-- start of Document segment --

Setting Up a Spark Cluster on Amazon EC2 w/ Monitoring

Overview

After setting this up from scratch quite a few times for school projects, I figured I would write up a complete guide in hopes of helping others get started.

Initial Configuration

Creating Instances

AWS Console > Instances > Launch Instance

Choose AMI - Ubuntu Server 14.04 LTS (HVM), SSD Volume Type (Might have to scroll down a bit to find this).
Choose an Instance Type

t2.micro (1GB RAM) is Free Tier eligible.

t2.small (2GB RAM) is not Free Tier eligible, but does provide a boost in ram that is needed for your main machine (the one that will control the datanodes).

IMPORTANT: Here, we will create all nodes as micro, and then switch one of them to small afterwards. Creating 4 at a time all at the micro level helps to keep the DNS names together.

If you would like an instance type with more resources, a price list is available here: http://www.ec2instances.info/
Configure Instance Details - Number of Instances = 4
Add Storage - 8GB/General Purpose SSD (Default)
Tag Instance - Create a key/value pair 'Name': 'newNode' (We will change this in a minute).
Configure Security Group - 'Select an existing security group'. There should be two options now, choose 'open' ('open to the world') for now.
Review Instance Launch - Launch
You will be asked to choose a pem-key. If this is your first time with Amazon EC2, you probably have no generated one yet. It will generate one for you, and then you can download it to your machine (my key is named ec2_key.pem).

(IMPORTANT: You must download this key pair right now. If you do not download at this moment, you will not be able to access your machines, ever.)

Adjusting Instances

Now in the Instances tab you should see your 4 nodes, all with the name 'newNode'. Change one of them to namenode, and the other three to datanode1, datanode2, and dataenode3. (When you click on a node, the bottom console populates with details about that node.

When spawning multiple nodes, the private ip addresses of my nodes have always been next to eachother (i.e. 60, 61, 62, and 63). It might be convenient if you name the lowest one namenode, and the rest datanode1,2 and 3 by increasing ip).

IMPORTANT: When you get to end of this guide and have a working Spark environment, the Scala shell that runs on the machine you've now designated as NAMENODE will take up a hefty chunk of memory. It is important that you upgrade the namenode to a t2.small machine, so that it has 2GB of RAM minimum.

-- end of Document segment --
-- start of Supplied material --

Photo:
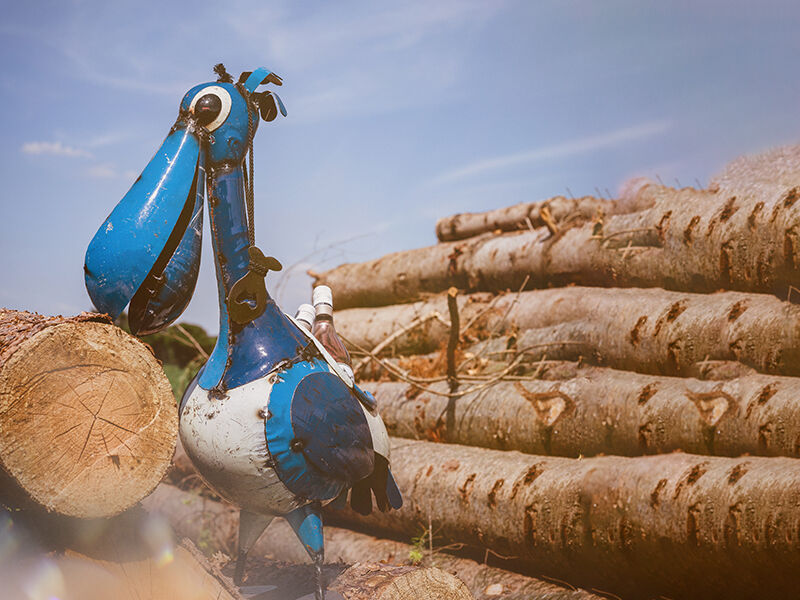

-- end of Supplied material --

**Objectives**
a - The EC2 Spark guide names a series of stages in the instance launch process, from "Choose AMI" through "Review Instance Launch." List every stage in that series in the order the guide gives them.
b - According to the EC2 Spark guide, are these statements true? For each one, answer yes or no and quote the words from the guide that decide it. (i) The t2.micro instance type is Free Tier eligible. (ii) The main machine should be created as a t2.small from the start. (iii) The default storage is 8GB of General Purpose SSD.
c - Retype the EC2 Spark guide word for word, from "t2.small (2GB RAM)" down to "world') for now.".

**Per-task answers**
a -
1. Choose AMI
2. Choose an Instance Type
3. Configure Instance Details
4. Add Storage
5. Tag Instance
6. Configure Security Group
7. Review Instance Launch

b -
(i) Yes: "t2.micro (1GB RAM) is Free Tier eligible."
(ii) No: "Here, we will create all nodes as micro, and then switch one of them to small afterwards."
(iii) Yes: "Add Storage - 8GB/General Purpose SSD (Default)"

c -
t2.small (2GB RAM) is not Free Tier eligible, but does provide a boost in ram that is needed for your main machine (the one that will control the datanodes).

IMPORTANT: Here, we will create all nodes as micro, and then switch one of them to small afterwards. Creating 4 at a time all at the micro level helps to keep the DNS names together.

If you would like an instance type with more resources, a price list is available here: http://www.ec2instances.info/
Configure Instance Details - Number of Instances = 4
Add Storage - 8GB/General Purpose SSD (Default)
Tag Instance - Create a key/value pair 'Name': 'newNode' (We will change this in a minute).
Configure Security Group - 'Select an existing security group'. There should be two options now, choose 'open' ('open to the world') for now.